#### Record set:
+-------+

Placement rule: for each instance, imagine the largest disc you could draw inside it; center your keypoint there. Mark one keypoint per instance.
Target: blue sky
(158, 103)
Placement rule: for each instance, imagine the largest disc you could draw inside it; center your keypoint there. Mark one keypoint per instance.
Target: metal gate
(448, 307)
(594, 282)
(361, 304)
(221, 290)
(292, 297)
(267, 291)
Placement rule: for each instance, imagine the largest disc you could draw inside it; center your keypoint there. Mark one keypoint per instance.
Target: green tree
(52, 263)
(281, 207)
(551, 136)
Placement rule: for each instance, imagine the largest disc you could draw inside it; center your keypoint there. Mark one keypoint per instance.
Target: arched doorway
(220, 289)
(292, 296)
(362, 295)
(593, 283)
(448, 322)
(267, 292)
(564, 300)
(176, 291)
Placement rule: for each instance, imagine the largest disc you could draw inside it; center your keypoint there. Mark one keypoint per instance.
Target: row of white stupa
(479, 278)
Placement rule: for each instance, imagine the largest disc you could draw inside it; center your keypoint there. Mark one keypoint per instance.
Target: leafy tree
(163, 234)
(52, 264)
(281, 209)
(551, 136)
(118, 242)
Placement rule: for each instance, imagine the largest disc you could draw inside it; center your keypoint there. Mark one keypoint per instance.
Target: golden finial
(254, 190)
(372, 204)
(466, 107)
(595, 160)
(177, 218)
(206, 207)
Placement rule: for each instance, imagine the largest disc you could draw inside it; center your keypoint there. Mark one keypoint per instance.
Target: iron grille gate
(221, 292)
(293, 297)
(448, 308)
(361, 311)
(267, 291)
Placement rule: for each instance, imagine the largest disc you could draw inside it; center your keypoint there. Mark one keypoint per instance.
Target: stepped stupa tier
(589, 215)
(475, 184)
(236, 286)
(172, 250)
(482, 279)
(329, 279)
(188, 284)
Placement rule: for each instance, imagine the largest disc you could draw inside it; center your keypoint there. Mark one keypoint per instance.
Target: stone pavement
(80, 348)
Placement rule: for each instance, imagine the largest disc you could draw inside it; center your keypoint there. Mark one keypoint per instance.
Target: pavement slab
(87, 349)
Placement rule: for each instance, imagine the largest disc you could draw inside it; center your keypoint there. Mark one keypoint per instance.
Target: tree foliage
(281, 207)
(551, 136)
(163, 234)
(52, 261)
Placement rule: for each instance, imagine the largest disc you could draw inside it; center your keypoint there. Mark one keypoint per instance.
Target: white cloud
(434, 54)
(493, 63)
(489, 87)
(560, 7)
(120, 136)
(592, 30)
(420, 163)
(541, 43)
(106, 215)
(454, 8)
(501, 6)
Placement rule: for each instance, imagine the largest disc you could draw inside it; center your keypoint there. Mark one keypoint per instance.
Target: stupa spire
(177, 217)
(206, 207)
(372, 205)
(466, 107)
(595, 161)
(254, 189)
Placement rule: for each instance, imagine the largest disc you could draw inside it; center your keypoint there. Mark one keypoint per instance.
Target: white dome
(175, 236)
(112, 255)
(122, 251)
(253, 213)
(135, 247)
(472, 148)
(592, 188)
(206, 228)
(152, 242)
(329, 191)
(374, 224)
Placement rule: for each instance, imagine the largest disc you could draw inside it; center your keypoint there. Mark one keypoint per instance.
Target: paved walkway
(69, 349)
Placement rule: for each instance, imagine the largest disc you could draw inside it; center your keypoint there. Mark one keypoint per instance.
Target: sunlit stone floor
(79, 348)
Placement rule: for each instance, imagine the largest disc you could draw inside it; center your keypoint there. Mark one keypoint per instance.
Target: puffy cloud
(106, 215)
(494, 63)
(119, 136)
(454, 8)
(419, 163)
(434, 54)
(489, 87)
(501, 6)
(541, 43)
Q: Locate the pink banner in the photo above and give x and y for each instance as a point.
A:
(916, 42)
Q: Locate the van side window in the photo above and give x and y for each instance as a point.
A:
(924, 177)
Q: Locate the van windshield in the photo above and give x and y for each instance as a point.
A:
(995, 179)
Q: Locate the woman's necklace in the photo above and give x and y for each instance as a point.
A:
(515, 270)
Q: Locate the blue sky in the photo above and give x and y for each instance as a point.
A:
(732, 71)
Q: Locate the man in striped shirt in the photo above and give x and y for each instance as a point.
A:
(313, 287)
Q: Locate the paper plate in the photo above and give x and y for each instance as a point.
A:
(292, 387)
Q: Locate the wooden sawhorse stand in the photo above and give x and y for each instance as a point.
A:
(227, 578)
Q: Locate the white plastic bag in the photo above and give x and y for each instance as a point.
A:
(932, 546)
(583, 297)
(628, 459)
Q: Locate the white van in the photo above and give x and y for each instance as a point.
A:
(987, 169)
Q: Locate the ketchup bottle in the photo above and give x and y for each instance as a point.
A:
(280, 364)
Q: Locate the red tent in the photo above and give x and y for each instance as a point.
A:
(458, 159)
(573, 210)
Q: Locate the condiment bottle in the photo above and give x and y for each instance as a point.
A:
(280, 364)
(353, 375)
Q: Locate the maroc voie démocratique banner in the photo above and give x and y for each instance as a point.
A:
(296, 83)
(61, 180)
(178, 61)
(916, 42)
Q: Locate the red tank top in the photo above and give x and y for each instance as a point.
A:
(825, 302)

+-------+

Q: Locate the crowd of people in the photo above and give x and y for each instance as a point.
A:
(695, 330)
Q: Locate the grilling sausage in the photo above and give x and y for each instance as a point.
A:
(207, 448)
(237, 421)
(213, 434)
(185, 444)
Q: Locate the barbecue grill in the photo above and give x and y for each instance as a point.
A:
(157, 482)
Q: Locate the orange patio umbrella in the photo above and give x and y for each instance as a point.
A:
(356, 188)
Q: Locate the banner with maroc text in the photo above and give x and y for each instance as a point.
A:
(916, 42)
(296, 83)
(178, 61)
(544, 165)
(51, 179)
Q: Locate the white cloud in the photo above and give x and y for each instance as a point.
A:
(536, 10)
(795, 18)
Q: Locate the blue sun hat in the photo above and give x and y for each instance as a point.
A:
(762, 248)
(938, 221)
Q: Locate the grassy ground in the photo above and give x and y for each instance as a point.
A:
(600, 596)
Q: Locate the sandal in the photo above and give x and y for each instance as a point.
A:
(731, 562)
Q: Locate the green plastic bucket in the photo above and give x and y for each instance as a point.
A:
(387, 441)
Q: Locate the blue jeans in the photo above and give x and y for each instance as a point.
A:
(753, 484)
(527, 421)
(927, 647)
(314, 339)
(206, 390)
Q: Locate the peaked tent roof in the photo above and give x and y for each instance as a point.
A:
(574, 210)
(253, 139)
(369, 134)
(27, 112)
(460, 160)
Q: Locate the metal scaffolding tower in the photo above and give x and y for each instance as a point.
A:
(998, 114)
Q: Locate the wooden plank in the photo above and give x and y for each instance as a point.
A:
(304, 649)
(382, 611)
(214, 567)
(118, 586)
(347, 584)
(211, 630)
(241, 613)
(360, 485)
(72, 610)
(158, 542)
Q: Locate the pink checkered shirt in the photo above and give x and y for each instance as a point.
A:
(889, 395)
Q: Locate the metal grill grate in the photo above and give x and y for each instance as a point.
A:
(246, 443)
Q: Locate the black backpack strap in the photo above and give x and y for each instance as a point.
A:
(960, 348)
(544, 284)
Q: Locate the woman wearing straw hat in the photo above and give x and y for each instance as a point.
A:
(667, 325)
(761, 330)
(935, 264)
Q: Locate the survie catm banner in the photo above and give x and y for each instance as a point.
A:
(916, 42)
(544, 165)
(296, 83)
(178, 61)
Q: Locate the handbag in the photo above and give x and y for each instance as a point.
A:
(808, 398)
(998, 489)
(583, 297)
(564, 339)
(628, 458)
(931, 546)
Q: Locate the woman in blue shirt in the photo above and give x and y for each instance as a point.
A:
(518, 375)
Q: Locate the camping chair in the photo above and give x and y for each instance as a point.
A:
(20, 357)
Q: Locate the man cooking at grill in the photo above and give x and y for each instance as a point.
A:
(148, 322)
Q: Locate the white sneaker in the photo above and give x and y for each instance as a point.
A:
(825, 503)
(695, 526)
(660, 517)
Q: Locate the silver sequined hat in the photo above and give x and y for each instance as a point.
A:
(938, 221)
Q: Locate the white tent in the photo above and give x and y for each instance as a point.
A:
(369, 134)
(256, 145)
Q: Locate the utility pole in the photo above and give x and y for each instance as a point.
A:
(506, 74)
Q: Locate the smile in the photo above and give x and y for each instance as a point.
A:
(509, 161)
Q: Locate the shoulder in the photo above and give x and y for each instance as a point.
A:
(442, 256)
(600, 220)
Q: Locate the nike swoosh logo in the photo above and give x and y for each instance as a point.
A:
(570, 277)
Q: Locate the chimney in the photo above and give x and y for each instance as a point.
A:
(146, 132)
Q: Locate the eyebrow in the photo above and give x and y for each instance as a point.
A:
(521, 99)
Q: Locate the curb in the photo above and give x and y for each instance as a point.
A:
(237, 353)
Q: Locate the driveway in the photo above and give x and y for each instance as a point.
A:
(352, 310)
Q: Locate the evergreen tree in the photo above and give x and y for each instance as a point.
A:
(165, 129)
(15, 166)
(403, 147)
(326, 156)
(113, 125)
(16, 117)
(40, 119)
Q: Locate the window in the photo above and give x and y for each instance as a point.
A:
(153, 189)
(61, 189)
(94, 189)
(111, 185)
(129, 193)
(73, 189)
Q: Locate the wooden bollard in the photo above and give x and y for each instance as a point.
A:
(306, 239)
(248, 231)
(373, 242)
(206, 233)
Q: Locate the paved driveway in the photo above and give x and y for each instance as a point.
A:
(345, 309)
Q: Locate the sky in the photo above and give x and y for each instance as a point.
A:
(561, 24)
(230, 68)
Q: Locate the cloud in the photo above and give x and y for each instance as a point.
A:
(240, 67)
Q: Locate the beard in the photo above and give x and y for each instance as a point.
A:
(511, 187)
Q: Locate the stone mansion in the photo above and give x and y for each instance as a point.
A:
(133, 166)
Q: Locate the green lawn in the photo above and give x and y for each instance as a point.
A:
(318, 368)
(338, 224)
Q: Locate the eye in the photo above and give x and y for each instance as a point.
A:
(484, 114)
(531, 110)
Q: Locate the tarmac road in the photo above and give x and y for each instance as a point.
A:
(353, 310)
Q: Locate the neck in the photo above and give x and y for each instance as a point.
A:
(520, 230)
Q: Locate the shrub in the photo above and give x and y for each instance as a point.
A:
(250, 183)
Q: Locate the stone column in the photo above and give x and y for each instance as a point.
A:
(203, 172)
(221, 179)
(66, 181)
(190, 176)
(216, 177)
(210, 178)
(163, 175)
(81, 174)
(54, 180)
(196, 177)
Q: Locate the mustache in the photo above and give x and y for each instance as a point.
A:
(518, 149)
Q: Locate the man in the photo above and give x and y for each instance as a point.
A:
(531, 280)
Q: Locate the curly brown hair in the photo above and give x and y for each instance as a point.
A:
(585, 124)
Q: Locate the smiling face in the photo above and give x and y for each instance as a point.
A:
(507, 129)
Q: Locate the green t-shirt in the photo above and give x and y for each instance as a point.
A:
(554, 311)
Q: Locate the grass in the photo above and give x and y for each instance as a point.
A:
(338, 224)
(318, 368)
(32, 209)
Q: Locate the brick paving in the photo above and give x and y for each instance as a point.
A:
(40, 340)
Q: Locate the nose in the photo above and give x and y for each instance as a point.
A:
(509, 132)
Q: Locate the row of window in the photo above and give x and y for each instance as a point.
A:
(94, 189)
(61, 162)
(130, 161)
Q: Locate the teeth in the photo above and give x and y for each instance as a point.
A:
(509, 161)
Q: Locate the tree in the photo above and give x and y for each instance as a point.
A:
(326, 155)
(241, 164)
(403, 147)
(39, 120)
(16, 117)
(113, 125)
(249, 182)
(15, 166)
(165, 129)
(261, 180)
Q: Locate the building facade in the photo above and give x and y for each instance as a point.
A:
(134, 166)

+-------+

#### What the task requires:
Using only the data above, copy out the lines that include the word "plastic".

#### Your response:
Q: Locate the white plastic bag in the photo above and give x and y for each instance as a point.
Q: Locate the green plastic bucket in the photo above and give x and y for each instance as a point.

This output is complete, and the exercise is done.